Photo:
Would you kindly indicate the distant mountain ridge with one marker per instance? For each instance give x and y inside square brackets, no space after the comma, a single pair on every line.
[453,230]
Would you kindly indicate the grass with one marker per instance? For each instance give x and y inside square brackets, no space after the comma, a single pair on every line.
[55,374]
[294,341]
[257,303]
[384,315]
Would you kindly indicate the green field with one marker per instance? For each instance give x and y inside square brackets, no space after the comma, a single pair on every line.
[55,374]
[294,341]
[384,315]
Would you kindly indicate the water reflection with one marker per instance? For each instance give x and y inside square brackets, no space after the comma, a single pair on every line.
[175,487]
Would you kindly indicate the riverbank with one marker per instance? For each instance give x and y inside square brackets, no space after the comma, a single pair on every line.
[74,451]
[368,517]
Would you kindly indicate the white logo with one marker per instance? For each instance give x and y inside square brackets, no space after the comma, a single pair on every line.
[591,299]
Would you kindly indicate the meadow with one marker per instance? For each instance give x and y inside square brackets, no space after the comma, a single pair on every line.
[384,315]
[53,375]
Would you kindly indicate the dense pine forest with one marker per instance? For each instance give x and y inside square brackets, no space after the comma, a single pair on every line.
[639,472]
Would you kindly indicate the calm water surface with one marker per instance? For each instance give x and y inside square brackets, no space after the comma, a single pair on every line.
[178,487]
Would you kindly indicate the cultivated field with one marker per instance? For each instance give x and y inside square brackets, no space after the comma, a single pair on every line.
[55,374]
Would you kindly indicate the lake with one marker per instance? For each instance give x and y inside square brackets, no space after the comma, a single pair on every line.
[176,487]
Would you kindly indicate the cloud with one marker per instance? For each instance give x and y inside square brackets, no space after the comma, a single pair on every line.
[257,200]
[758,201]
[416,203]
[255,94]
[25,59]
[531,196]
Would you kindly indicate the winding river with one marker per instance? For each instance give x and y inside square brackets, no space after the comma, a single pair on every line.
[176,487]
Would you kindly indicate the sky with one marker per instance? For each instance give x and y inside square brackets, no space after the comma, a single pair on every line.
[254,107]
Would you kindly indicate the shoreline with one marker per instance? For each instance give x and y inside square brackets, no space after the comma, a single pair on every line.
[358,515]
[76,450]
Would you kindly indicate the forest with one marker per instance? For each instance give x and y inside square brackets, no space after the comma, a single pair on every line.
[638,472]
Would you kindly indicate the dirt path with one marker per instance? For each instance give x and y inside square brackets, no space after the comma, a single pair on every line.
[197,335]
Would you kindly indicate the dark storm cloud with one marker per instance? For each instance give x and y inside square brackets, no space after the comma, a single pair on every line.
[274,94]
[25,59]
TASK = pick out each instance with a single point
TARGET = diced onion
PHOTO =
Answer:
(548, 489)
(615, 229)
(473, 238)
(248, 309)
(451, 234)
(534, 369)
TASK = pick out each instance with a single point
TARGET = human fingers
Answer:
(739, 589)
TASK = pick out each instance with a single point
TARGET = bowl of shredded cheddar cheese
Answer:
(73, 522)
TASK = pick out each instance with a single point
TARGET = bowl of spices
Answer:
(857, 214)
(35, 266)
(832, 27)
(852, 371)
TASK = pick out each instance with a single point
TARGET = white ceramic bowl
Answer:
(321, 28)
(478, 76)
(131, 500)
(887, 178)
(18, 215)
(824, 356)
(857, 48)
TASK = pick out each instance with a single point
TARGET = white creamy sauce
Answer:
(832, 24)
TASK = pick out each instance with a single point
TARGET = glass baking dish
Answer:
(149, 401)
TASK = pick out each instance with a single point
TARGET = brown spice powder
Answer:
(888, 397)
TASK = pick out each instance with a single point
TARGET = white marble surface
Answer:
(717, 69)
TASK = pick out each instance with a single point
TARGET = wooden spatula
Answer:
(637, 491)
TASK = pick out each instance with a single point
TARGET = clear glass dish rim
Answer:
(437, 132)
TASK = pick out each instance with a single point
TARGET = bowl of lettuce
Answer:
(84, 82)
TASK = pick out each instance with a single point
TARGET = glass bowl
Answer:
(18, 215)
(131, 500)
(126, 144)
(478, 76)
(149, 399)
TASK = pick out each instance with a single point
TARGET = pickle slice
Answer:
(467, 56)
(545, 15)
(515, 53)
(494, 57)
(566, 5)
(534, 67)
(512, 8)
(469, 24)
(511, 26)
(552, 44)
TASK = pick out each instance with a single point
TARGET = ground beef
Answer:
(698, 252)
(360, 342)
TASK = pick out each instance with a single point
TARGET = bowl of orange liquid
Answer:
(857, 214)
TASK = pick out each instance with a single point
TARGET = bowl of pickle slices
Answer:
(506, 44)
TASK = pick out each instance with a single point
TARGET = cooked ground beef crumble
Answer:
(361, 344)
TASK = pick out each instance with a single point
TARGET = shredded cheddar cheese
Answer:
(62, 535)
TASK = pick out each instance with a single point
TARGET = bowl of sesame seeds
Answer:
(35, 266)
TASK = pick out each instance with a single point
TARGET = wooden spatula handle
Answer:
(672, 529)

##############################

* Prompt
Repeat the entries exactly, leaving nothing out.

* Expected answer
Photo:
Would you kindly indicate the distant mountain ridge with one marker per instance? For each instance give x and y inside square brackets, no space after the comma, a single pair on every line.
[453,230]
Would you kindly indicate the grass with one marker per instance? For each instance give x and y inside square brackets, no space after the comma, a single pair on every line.
[55,374]
[294,341]
[257,303]
[384,315]
Would you kindly indicate the green field with one marker per instance? For each instance give x and y inside square brackets, no space after the comma, a single pair on every line.
[55,374]
[294,341]
[384,315]
Would you kindly indicate the water reflection with one marker per instance? For each instance give x and y inside square brackets, no space after the comma, a single pair on every line.
[175,487]
Would you kindly indicate the riverbank with one marker per instance? For each instance give x and y inside square brackets, no space after the comma, a single pair on every line.
[74,451]
[368,517]
Would you kindly indicate the white logo with one marker per instance? For each instance give x and y inside square brackets, no space after the comma, a single pair on every line.
[591,299]
Would you kindly indicate the meadow with one marker per instance? For each instance give x and y inside square brackets, no space after the comma, a single pair on every line.
[384,315]
[53,375]
Would you kindly indicate the dense pine forest with one marker per instance? For each instance give x and y inside square brackets, no space after the comma, a single pair on every line.
[639,472]
Would you kindly indicate the calm water surface with one marker per instance? For each instance give x and y inside square brackets, no space after the comma, a single pair on every line.
[178,487]
Would you kindly indicate the cultivated field with one marker per instance? For each instance give x and y inside square brackets, no space after the comma, a single pair on every line.
[55,374]
Would you kindly indicate the lake with one marker per instance? For each instance give x and y inside square brackets, no space after the comma, a single pair on every line.
[176,487]
Would you kindly indicate the cloud with one marker per instance? For each instance give x and y inside square brackets, no space after the comma, a single pair on every line.
[257,200]
[758,201]
[416,203]
[255,94]
[25,59]
[531,196]
Would you kindly indicate the winding river with one marker per instance? For each instance give x and y inside square brackets, no space after the comma, a single pair on every line.
[176,487]
Would you kindly indicate the sky with one marker per instance? For each instance give x and y inside square brackets, no space after the comma, a single pair on every line.
[254,107]
Would you kindly indicate the shoreline with one marker per instance? For each instance give x and y inside square brackets, no space after the comma, a single pair on every line.
[358,515]
[76,450]
Would you kindly indicate the forest with one marker per instance? For each instance give x and y inside square brackets, no space after the comma, a single pair on every line.
[638,472]
Would you kindly indicate the dirt path with one marker per instance? For each instance give x and y inside square brackets, no space after the comma, a single pair on every line.
[197,335]
Would you kindly indicate the dark storm cloud with one marker per instance? For each instance give x and y inside square brackets, no space after the comma, a single pair on every line.
[274,94]
[25,59]
TASK = pick out each instance with a single point
TARGET = diced onion
PHOTO =
Answer:
(548, 489)
(615, 229)
(473, 238)
(248, 309)
(451, 234)
(534, 369)
TASK = pick out each instance with a single point
TARGET = human fingers
Answer:
(739, 589)
TASK = pick out each instance with a single point
TARGET = bowl of shredded cheddar cheese
Answer:
(73, 522)
TASK = pick out each instance with a single point
TARGET = bowl of spices
Answer:
(857, 214)
(35, 266)
(832, 27)
(852, 371)
TASK = pick out each instance with a single point
TARGET = white ceramic bowl
Answer:
(321, 28)
(478, 76)
(131, 500)
(887, 178)
(18, 215)
(824, 356)
(857, 48)
TASK = pick out each instance with a single point
TARGET = white creamy sauce
Answer:
(832, 24)
TASK = pick out each instance with a single point
TARGET = glass baking dish
Answer:
(149, 401)
TASK = pick out each instance with a single point
TARGET = brown spice powder
Answer:
(888, 397)
TASK = pick out each instance with a single point
TARGET = white marble surface
Answer:
(717, 69)
TASK = pick out each instance with a single point
TARGET = wooden spatula
Answer:
(637, 491)
TASK = pick out each instance with a single point
TARGET = clear glass dish rim
Answer:
(437, 132)
TASK = pick out each instance with a single point
TARGET = bowl of lettuce
Answer:
(84, 82)
TASK = pick out each instance with a single point
TARGET = glass bowl
Answer:
(18, 215)
(131, 500)
(126, 144)
(478, 76)
(149, 399)
TASK = pick out each instance with a single point
TARGET = pickle slice
Answer:
(467, 56)
(545, 15)
(515, 53)
(494, 57)
(566, 5)
(534, 67)
(512, 8)
(469, 24)
(511, 26)
(552, 44)
TASK = pick out each instance with a single point
TARGET = ground beef
Answer:
(698, 252)
(360, 342)
TASK = pick out each instance with a single point
TARGET = bowl of orange liquid
Answer:
(857, 214)
TASK = pick out each instance with a single point
TARGET = bowl of pickle slices
Answer:
(506, 44)
TASK = pick out each instance with a single point
TARGET = cooked ground beef crumble
Answer:
(361, 344)
TASK = pick out each instance with a single point
TARGET = shredded cheddar cheese
Answer:
(62, 535)
TASK = pick out each instance with a single point
TARGET = bowl of sesame seeds
Answer:
(35, 266)
TASK = pick out each instance with a single point
TARGET = wooden spatula handle
Answer:
(672, 529)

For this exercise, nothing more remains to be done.